— start of DATA IN THIS EXERCISE —

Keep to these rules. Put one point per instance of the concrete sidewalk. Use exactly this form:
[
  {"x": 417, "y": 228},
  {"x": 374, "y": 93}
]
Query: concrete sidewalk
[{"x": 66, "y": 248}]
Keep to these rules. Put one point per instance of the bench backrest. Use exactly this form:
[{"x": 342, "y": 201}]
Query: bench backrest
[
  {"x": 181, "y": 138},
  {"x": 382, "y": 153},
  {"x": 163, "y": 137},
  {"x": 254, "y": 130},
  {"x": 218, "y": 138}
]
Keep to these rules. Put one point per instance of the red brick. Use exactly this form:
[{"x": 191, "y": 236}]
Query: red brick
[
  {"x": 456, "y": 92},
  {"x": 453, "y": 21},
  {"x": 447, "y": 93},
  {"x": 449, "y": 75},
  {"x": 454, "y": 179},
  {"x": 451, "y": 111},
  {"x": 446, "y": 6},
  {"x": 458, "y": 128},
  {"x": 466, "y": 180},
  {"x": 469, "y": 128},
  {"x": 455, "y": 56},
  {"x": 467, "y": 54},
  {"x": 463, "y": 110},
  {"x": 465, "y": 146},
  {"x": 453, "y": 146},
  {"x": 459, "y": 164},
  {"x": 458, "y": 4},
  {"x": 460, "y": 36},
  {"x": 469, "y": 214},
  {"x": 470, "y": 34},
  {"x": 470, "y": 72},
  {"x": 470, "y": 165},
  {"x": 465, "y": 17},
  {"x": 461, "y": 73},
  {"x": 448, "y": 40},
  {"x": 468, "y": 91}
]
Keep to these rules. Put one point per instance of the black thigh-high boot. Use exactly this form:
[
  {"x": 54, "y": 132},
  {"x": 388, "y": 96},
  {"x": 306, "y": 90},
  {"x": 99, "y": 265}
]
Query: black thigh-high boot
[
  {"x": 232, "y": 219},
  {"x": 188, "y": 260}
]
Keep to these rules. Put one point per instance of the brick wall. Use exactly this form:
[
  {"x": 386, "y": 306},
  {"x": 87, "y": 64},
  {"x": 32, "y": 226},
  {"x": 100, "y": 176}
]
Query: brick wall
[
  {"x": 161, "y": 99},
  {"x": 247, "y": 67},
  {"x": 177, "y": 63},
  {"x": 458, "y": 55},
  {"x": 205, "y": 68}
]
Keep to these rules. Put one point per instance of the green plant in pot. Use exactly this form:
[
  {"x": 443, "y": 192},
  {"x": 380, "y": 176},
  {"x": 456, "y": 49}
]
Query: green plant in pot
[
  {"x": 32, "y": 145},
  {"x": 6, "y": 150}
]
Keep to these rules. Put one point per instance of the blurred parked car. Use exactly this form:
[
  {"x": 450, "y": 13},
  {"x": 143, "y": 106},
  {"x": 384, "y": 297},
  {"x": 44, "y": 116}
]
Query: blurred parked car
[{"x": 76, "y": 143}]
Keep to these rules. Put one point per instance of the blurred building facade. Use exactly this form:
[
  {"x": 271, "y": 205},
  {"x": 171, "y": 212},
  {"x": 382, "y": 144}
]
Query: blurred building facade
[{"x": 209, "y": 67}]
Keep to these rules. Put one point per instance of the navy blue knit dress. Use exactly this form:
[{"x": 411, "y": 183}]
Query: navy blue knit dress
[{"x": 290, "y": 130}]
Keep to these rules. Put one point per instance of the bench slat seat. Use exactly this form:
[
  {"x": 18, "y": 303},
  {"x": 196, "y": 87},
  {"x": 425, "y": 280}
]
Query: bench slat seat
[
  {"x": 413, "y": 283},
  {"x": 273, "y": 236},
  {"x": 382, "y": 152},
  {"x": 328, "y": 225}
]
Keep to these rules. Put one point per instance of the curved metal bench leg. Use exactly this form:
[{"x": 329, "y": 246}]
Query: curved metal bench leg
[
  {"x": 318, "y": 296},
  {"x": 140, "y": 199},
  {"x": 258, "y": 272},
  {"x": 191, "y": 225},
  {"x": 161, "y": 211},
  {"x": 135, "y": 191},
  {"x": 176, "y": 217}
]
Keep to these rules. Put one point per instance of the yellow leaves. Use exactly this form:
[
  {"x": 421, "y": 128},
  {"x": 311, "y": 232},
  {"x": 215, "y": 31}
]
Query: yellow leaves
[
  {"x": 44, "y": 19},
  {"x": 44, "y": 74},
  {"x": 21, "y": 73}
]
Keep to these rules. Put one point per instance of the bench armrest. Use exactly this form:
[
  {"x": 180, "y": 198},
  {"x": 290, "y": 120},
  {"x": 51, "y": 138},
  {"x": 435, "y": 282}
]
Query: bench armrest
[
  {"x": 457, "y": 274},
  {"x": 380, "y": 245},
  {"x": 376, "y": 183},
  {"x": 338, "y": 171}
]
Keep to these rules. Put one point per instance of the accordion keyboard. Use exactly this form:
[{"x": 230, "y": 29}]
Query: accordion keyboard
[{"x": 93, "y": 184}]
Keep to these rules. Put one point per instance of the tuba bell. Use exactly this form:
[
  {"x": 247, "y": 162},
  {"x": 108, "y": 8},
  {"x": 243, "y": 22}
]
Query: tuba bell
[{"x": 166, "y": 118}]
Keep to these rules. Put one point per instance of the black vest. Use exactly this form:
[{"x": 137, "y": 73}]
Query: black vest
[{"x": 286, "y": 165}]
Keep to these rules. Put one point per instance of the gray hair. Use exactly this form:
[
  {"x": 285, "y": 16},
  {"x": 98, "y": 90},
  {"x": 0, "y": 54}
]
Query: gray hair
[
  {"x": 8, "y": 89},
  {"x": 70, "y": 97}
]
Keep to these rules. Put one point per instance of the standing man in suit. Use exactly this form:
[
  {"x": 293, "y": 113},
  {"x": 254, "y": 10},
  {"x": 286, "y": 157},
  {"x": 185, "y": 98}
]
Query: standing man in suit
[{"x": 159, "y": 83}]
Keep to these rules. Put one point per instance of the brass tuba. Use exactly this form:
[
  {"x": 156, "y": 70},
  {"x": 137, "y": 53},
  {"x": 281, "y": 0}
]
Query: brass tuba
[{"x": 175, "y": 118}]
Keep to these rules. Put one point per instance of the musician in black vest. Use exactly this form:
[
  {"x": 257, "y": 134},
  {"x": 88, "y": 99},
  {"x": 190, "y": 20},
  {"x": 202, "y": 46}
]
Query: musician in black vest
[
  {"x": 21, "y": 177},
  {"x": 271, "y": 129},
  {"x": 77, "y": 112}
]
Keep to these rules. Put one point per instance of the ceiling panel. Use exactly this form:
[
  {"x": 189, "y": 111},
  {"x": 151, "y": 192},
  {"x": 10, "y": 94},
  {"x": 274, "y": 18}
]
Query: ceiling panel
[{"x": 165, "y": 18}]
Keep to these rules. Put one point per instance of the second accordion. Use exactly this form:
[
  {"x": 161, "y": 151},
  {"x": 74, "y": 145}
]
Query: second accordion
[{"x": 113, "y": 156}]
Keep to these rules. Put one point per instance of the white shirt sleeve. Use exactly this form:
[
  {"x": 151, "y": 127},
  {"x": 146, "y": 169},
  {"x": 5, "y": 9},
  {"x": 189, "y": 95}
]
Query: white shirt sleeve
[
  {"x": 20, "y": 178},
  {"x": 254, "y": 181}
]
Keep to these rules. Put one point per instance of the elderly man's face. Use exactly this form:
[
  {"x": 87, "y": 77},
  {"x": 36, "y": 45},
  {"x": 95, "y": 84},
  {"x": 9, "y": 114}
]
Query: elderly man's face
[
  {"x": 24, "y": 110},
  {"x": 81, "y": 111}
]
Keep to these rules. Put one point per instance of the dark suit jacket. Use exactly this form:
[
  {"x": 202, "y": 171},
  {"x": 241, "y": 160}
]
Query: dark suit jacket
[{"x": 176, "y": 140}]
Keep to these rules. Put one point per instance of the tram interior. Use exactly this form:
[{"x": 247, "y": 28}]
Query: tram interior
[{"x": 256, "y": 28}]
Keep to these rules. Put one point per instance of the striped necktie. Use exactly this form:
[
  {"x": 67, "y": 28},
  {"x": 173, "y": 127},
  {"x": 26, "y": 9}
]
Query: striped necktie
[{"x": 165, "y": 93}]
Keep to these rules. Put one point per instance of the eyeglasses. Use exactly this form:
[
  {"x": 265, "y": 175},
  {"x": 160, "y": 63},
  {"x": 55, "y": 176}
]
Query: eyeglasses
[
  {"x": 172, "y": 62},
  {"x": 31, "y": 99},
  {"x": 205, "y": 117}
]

— end of DATA IN THIS EXERCISE —

INSTRUCTIONS TO FOLLOW
Give back, unchanged, every line from the one with "of the ceiling" to the end of the entries above.

TASK OUTPUT
Keep to these rules. Put one point per instance of the ceiling panel. Use exactly this form:
[
  {"x": 189, "y": 111},
  {"x": 151, "y": 192},
  {"x": 10, "y": 94},
  {"x": 274, "y": 18}
]
Query: ceiling panel
[{"x": 165, "y": 18}]
Keep to these rules. Put one point per instance of the second accordion. Use exactly this form:
[
  {"x": 161, "y": 151},
  {"x": 74, "y": 145}
]
Query: second accordion
[{"x": 113, "y": 156}]
Keep to these rules. Put one point per instance of the white shirt sleeve. Use exactly this form:
[
  {"x": 151, "y": 127},
  {"x": 146, "y": 169},
  {"x": 5, "y": 9},
  {"x": 189, "y": 95}
]
Query: white shirt sleeve
[
  {"x": 20, "y": 178},
  {"x": 254, "y": 181}
]
Keep to these rules. Put one point per instance of the elderly man's face. Use exactly this form:
[
  {"x": 87, "y": 77},
  {"x": 36, "y": 45},
  {"x": 95, "y": 84},
  {"x": 9, "y": 114}
]
Query: elderly man's face
[
  {"x": 24, "y": 110},
  {"x": 81, "y": 111}
]
Keep to these rules. Put one point per instance of the dark suit jacket. Use exactly this form:
[
  {"x": 202, "y": 171},
  {"x": 241, "y": 160}
]
Query: dark suit jacket
[{"x": 176, "y": 140}]
Keep to these rules. Put one point per instance of the tram interior. Use exactly this form:
[{"x": 247, "y": 28}]
Query: tram interior
[{"x": 256, "y": 28}]
Keep to these rules. Put one point per instance of the striped necktie. Use exactly this form:
[
  {"x": 67, "y": 28},
  {"x": 173, "y": 127},
  {"x": 26, "y": 9}
]
Query: striped necktie
[{"x": 165, "y": 93}]
Keep to these rules. Put one point per instance of the eyeglasses. Use exactly this form:
[
  {"x": 265, "y": 175},
  {"x": 160, "y": 63},
  {"x": 55, "y": 176}
]
Query: eyeglasses
[
  {"x": 172, "y": 62},
  {"x": 31, "y": 99},
  {"x": 205, "y": 117}
]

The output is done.